◆ **WHAT THIS EXERCISE ASKS**:
1. Answer these from the article on the NIH AIDS award to UNC-CH and Duke:
(a) How much money will the AIDS specialists receive, and over what period?
(b) What two things will the renewed AACTG funding support?
(c) What position does Dr. Anthony S. Fauci hold?
2. Carry on the article about the NIH AIDS award to UNC-CH and Duke, picking up after its final sentence.

◆ **TEXT PROVIDED**:

····················

NIH Awards UNC-CH, Duke $21 Million to Boost Care for AIDS Patients, Research
         From the corporate.dukehealth.org archives. Content may be out of date.
        From the corporate.dukehealth.org archives. Content may be out of date.
    
DURHAM -- AIDS specialists at the University of North
    Carolina at Chapel Hill and Duke medical schools will receive
    $21 million from the National Institute of Allergy and
    Infectious Diseases over the next five years to continue
    their battle against the deadly illness.
The money is part of renewed national Adult AIDS Clinical
    Trials Group (AACTG) funding. It will support care for people
    living with AIDS across North Carolina and clinical trials that
    already have resulted in far more effective treatments than
    were first available and promise further medical progress, the
    physicians say.
"Since the beginning of the AIDS epidemic, the AACTG has
    made enormous contributions in helping people with HIV live
    dramatically longer and healthier lives," said Dr. Anthony S.
    Fauci, director of the institute. "AACTG studies have been and
    will continue to be an invaluable source of scientific data,
    significantly advancing our ability to treat HIV."

····················

◆ **DATASET**:
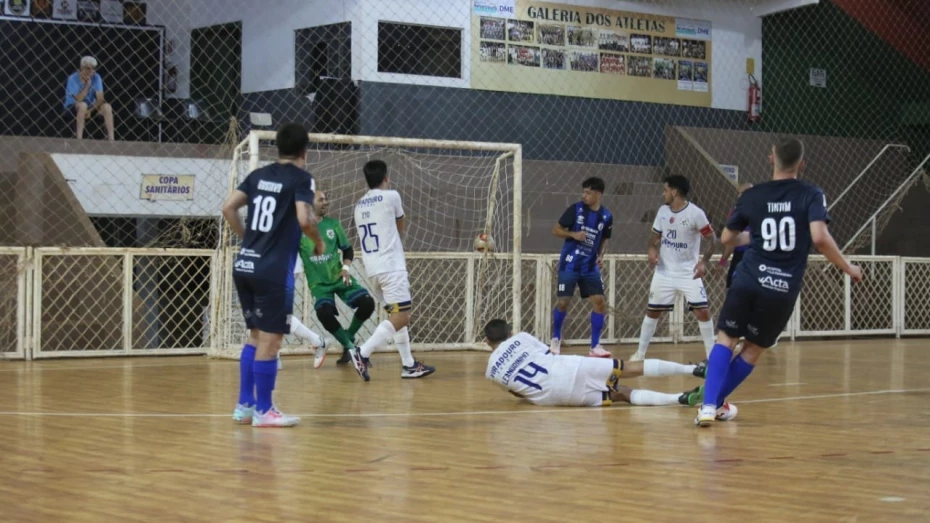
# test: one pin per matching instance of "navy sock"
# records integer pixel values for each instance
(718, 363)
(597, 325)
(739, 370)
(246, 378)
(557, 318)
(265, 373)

····················

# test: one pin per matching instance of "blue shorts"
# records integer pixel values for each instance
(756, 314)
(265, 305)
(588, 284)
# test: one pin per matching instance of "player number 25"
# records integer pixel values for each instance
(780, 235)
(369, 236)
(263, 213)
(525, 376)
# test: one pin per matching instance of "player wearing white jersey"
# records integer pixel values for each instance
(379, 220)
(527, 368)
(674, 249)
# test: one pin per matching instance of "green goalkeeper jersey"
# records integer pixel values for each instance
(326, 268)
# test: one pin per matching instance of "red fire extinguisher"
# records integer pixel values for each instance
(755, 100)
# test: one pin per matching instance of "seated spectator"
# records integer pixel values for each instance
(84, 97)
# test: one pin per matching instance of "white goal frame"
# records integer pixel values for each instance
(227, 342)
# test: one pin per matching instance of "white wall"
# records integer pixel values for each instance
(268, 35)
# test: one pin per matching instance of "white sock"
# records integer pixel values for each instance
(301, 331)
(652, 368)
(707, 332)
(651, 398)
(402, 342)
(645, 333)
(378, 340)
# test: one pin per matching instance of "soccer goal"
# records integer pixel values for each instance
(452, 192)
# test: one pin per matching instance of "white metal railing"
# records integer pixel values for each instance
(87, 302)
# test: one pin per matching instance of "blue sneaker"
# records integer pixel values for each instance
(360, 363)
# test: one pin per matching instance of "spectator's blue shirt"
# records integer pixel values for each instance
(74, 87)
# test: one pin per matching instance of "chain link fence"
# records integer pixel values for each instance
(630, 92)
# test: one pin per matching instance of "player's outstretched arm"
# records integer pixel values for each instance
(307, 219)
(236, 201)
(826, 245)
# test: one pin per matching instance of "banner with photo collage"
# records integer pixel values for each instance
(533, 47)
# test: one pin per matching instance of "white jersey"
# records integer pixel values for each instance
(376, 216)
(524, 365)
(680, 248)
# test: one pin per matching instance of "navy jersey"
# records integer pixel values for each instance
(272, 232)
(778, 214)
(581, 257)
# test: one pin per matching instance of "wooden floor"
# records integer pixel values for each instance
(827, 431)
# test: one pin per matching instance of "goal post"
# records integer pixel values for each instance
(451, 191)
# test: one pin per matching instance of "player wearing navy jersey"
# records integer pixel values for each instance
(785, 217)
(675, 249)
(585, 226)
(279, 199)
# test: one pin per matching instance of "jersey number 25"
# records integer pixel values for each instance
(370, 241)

····················

◆ **TASK-BY-TASK RESULTS**:
1.
(a) $21 million over the next five years.
(b) Care for people living with AIDS across North Carolina, and clinical trials.
(c) He is director of the National Institute of Allergy and Infectious Diseases.

2.
Duke's effort, directed by Dr. John Bartlett, associate
    professor of medicine, will receive $8.5 million. UNC-CH's, led
    by Drs. Charles van der Horst and Joseph Eron, professor and
    associate professor of medicine, respectively, will get $12.5
    million.
The new federal funding reflects both the quality of AIDS
    research and treatment in North Carolina and the growing number
    of people infected with HIV -- the virus that causes AIDS -- in
    the region, Bartlett said.
"The fact that two of the 32 units are in North Carolina
    calls attention to the ongoing HIV epidemic in the Southeast,"
    he said. "The Southeast reports more new cases of HIV infection
    than any other region in the country, a fact that has escaped
    the attention of many people in the region and nationally."
"AIDS remains a huge problems in North Carolina,
    particularly among teen-agers, heterosexuals and
    African-Americans," van der Horst said.
In North Carolina, 8,769 people had been diagnosed with AIDS
    through 1998, and 8,479 adults and adolescents tested positive
    for HIV but had not developed "full-blown" AIDS yet, he said.
    In 1998 alone, 788 people were newly diagnosed with AIDS, while
    tests showed 978 others contracted HIV.
"This is only the tip of the iceberg since most persons
    infected with HIV have not been tested and do not know they are
    infected," van der Horst said.
One hundred and nineteen of the new AIDS cases in 1998 were
    in young people ages 13 to 29, the physician said. All probably
    were infected as teens. Of new AIDS patients, 590 were male,
    and of those, 224 contracted the virus through heterosexual
    activity or did not know how they became infected. The rest
    were homosexuals or drug users.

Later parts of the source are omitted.